Supplied passage =>
The remediation process: Unexplained pay gaps above a threshold (typically 2-3%) should trigger case-by-case review of the employees contributing to the gap, not blanket adjustments. Some gaps reflect legitimate individual factors that were not captured in the model. Others reflect decisions that cannot be justified and should be corrected through targeted pay adjustments in the next compensation cycle.

Legal coordination: Pay equity analyses conducted internally as part of a remediation process may be protected by attorney-client privilege when structured correctly. Coordinate with employment law counsel before beginning an analysis that may produce findings requiring remediation.


DEI Analytics

DEI analytics - diversity, equity, and inclusion - encompasses three distinct measurement domains that are often conflated.

Diversity measurement tracks representation. The analytical framework most useful for strategic decision-making is the representation pipeline: how does demographic representation change at each level of the organizational hierarchy?

Level 1 (Individual Contributor): 52% women, 48% men
Level 2 (Senior IC): 45% women, 55% men
Level 3 (Manager): 36% women, 64% men
Level 4 (Director): 28% women, 72% men
Level 5 (VP+): 19% women, 81% men

The representation pipeline immediately identifies where representation breaks down and focuses the intervention. In the example above, the most significant drop occurs at the IC-to-Manager transition - which focuses attention on promotion equity, the manager selection process, and whether the manager pipeline development programs are equitably accessible.

Flow rate analysis complements stock representation. Hiring rate by demographic group (what share of new hires are from each group), promotion rate by demographic group, and attrition rate by demographic group together explain why the representation numbers look as they do and what levers are available to change them.

Representation Change = Hire Rate Effect + Promotion Rate Effect - Attrition Rate Effect

If women are promoted at lower rates than men at the Manager-to-Director transition, that drives the representation drop at Director - even if women are hired at equitable rates and retained at comparable rates.

Given records =>

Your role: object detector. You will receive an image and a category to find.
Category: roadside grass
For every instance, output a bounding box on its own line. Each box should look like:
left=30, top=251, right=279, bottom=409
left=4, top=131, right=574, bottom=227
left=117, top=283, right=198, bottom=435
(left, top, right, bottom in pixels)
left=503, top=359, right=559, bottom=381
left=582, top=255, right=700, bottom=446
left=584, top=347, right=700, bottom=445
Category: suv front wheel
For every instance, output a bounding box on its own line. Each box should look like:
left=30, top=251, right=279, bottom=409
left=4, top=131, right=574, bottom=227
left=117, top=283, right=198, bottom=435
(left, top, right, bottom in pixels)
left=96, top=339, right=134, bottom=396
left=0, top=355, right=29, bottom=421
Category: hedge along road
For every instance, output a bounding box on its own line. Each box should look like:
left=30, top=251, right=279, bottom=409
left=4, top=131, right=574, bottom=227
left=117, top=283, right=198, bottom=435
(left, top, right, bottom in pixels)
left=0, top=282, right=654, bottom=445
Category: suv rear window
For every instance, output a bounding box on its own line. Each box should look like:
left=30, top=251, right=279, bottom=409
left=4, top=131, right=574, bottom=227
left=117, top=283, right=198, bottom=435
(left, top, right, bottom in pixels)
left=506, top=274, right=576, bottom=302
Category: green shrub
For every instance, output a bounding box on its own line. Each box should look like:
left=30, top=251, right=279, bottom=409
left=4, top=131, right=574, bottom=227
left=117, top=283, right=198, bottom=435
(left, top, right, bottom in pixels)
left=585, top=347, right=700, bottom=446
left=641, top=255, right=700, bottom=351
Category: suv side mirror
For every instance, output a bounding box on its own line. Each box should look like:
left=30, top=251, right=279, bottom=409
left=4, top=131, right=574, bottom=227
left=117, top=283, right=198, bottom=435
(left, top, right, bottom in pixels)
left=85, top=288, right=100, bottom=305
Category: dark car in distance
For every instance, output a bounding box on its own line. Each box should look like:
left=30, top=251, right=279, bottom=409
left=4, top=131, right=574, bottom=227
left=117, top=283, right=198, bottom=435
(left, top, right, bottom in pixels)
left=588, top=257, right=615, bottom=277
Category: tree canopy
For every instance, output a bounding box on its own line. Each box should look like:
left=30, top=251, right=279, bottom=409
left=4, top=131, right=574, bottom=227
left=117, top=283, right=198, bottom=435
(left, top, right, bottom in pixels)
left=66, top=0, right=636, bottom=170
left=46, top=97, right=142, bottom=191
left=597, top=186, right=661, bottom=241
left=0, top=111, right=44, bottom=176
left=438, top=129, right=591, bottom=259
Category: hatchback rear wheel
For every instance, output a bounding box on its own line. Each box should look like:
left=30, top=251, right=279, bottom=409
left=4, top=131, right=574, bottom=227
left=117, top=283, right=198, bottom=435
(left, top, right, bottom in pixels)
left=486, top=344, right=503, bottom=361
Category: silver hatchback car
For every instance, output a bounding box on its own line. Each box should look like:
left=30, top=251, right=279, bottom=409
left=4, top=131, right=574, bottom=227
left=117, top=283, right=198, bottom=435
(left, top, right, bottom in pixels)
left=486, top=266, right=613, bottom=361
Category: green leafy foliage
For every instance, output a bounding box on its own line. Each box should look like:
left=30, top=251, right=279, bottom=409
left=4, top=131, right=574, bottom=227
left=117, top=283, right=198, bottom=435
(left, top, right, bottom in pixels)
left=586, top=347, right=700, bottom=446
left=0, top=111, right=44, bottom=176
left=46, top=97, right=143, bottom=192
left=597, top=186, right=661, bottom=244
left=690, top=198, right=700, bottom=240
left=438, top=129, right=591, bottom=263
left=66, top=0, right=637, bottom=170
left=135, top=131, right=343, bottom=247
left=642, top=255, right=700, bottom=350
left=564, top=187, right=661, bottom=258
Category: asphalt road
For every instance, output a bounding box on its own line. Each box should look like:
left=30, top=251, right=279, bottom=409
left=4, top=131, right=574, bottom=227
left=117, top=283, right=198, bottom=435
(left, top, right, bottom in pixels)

Tasks =>
- A) According to the DEI analytics passage, what size of unexplained pay gap typically triggers a case-by-case review?
- B) Carry on the DEI analytics passage from its final sentence.
The rows bear no relation to the DEI analytics passage.

Written responses =>
- A) A gap above a threshold of typically 2-3%.

- B)
Equity measurement examines process fairness: are advancement, compensation, and development opportunities distributed equitably? Pay equity analysis (above) is one dimension. Performance rating distributions by demographic group, promotion nomination rates, access to high-visibility projects, and inclusion in leadership development programs are additional equity measures.

Inclusion measurement captures the experience of belonging and psychological safety. This is the domain of engagement surveys, with specific question batteries designed to measure inclusion: “I feel comfortable bringing my full self to work,” “My ideas are valued in team meetings,” “I experience a sense of belonging here.” Inclusion scores are frequently segmented by demographic group to identify whether the overall organizational experience differs significantly for different employee populations.


Recruitment Funnel Optimization

Recruitment funnel analysis treats the hiring pipeline as a conversion funnel and applies the same analytical framework used in marketing analytics: measure conversion at each stage, identify where candidates drop off disproportionately, and test interventions to improve conversion at the bottleneck stages.

Building the funnel:

Applications → Screening Conversations → Technical/Skills Assessments → Panel Interviews → Final Round → Offer Extended → Offer Accepted

For each transition, calculate the conversion rate:

Conversion Rate (Stage n to Stage n+1) = (Candidates Advancing to Stage n+1 / Candidates at Stage n) x 100

Source-level funnel analysis: The funnel should be segmented by candidate source. LinkedIn applications may convert from application to screening at 8%, while employee referrals convert at 35%. This difference does not necessarily mean LinkedIn is a bad source - the yield may still be acceptable given volume and cost - but it informs how to structure sourcing investment.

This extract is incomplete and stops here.